The exercise
Rewrite all the lines below as a numbered list, leaving out any blank lines.

- - - -

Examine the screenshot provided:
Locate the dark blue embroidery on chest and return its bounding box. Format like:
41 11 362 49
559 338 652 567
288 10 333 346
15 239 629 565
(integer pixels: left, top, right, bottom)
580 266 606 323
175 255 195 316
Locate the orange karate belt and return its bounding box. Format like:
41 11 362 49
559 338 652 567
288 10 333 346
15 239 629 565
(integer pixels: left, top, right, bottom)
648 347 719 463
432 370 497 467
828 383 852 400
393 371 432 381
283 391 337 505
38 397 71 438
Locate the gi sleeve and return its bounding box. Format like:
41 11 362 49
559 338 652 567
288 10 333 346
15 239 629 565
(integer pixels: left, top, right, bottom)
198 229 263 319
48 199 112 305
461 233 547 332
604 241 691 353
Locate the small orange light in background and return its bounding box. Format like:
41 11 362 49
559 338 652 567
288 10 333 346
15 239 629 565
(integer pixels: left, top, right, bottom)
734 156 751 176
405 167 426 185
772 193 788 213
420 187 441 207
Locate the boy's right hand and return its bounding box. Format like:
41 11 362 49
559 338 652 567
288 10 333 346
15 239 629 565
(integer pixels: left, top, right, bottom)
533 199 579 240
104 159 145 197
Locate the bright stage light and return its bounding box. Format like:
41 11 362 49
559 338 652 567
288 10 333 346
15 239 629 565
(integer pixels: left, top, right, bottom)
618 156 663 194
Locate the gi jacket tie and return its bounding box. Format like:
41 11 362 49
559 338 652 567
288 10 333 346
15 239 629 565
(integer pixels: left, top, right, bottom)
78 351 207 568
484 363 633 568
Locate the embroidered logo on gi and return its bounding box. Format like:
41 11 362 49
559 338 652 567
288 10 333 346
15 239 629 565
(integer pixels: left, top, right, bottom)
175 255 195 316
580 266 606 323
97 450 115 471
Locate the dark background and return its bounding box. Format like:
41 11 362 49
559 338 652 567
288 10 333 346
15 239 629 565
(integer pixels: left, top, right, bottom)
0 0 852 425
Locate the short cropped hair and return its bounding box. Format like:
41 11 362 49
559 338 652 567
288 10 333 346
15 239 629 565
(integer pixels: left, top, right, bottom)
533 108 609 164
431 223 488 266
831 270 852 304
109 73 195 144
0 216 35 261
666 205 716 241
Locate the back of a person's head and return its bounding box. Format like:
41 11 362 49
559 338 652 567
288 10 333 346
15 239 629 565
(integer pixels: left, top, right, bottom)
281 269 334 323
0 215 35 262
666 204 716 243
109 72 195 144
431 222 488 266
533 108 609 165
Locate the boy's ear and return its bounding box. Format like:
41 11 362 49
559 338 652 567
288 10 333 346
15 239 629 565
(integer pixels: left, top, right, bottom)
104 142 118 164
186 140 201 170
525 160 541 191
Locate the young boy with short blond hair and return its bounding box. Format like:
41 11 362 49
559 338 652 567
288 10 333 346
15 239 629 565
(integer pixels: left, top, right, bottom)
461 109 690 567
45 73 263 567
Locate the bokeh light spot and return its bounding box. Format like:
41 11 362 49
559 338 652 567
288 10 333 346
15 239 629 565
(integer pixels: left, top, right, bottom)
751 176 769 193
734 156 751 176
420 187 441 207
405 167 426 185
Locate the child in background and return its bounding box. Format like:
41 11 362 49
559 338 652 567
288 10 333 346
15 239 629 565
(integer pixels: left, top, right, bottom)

- - - -

Written solution
1. Examine the screenshot provided:
2. Locate the dark blue embroidery on chest and return its bounding box. Format like:
3. 41 11 362 49
4. 559 338 652 567
5. 288 10 333 346
6. 15 239 629 565
7. (integer pixels: left, top, right, bottom)
8. 580 266 606 323
9. 175 255 195 316
10. Locate the orange karate belt and return its bounding box. Format like:
11. 41 11 362 49
12. 559 338 652 567
13. 288 10 333 346
14. 15 239 629 565
15. (integer pixels: left, top, right, bottom)
16. 648 347 719 463
17. 432 370 497 467
18. 828 383 852 400
19. 393 371 432 381
20. 283 391 337 505
21. 38 397 71 438
22. Locate the gi sleeve and return its bounding box. Format like:
23. 41 11 362 49
24. 559 338 652 567
25. 288 10 333 346
26. 15 239 629 565
27. (integer pixels: left, top, right, bottom)
28. 198 229 263 319
29. 48 199 112 305
30. 461 233 547 332
31. 604 241 691 353
32. Locate the small orange light in background and return its bounding box. Format like:
33. 41 11 362 49
34. 559 338 652 567
35. 288 10 333 346
36. 15 239 629 565
37. (integer pixels: left, top, right, bottom)
38. 734 156 751 176
39. 405 167 426 185
40. 772 193 788 213
41. 420 187 441 207
42. Locate the boy's right hand and return its bounding box. Format like:
43. 41 11 362 49
44. 559 338 652 567
45. 288 10 333 346
46. 15 239 629 565
47. (integer pixels: left, top, right, bottom)
48. 533 199 579 240
49. 104 159 145 197
50. Locate the bright stage light and return its bounding box. Format like:
51. 41 11 362 49
52. 559 338 652 567
53. 288 10 333 346
54. 15 239 629 565
55. (integer pixels: left, top, right, bottom)
56. 618 156 663 194
57. Locate the gi jacket tie and return its bounding box. Format like:
58. 41 11 362 49
59. 559 338 652 567
60. 288 10 333 346
61. 15 239 629 565
62. (integer pixels: left, top, right, bottom)
63. 78 351 207 568
64. 484 363 633 568
65. Locate the embroidered logo on gi and return its bounding box. Format like:
66. 41 11 362 49
67. 559 338 652 567
68. 288 10 333 346
69. 15 239 629 565
70. (integer pixels: left, top, right, bottom)
71. 175 255 195 316
72. 580 266 606 323
73. 97 450 115 471
74. Locate the dark background and return its bounding box. Format like:
75. 41 11 362 49
76. 559 338 652 567
77. 288 10 333 346
78. 15 239 629 565
79. (integer pixels: left, top, right, bottom)
80. 0 0 852 425
81. Locate the short cropped hair and return its bounding box. Format like:
82. 41 11 362 49
83. 559 338 652 567
84. 288 10 333 346
85. 15 239 629 565
86. (integer pixels: left, top, right, bottom)
87. 533 108 609 164
88. 431 223 488 266
89. 831 270 852 304
90. 109 73 195 144
91. 0 216 35 261
92. 666 205 716 241
93. Locate the back of a person's head and return its bounding box. Format like:
94. 41 11 362 49
95. 559 338 652 567
96. 288 10 333 346
97. 15 239 629 565
98. (integer pixels: left, top, right, bottom)
99. 281 269 334 323
100. 0 215 35 262
101. 666 204 716 243
102. 109 72 195 144
103. 431 222 488 266
104. 533 108 609 165
105. Locate the boy's ear and return its bounding box. Format like:
106. 41 11 362 49
107. 559 338 652 567
108. 288 10 333 346
109. 15 239 629 565
110. (integer pixels: left, top, right, bottom)
111. 104 142 118 164
112. 186 140 201 170
113. 525 160 541 191
114. Locate the young boy with short blond hair and return its bounding box. Format like:
115. 41 11 362 49
116. 559 338 652 567
117. 288 10 333 346
118. 15 239 629 565
119. (integer pixels: left, top, right, bottom)
120. 461 109 690 567
121. 45 73 263 567
122. Locate the bokeh light spot and return its bounding box. Format like:
123. 41 11 362 49
124. 559 338 652 567
125. 288 10 333 346
126. 15 239 629 565
127. (integer pixels: left, top, right, bottom)
128. 751 176 769 193
129. 734 156 751 176
130. 420 187 441 207
131. 405 167 426 185
132. Locate the child in background and return its bounding box. Format like:
133. 41 11 362 49
134. 559 338 652 567
135. 288 10 333 346
136. 15 239 629 565
137. (integer pixels: left, top, right, bottom)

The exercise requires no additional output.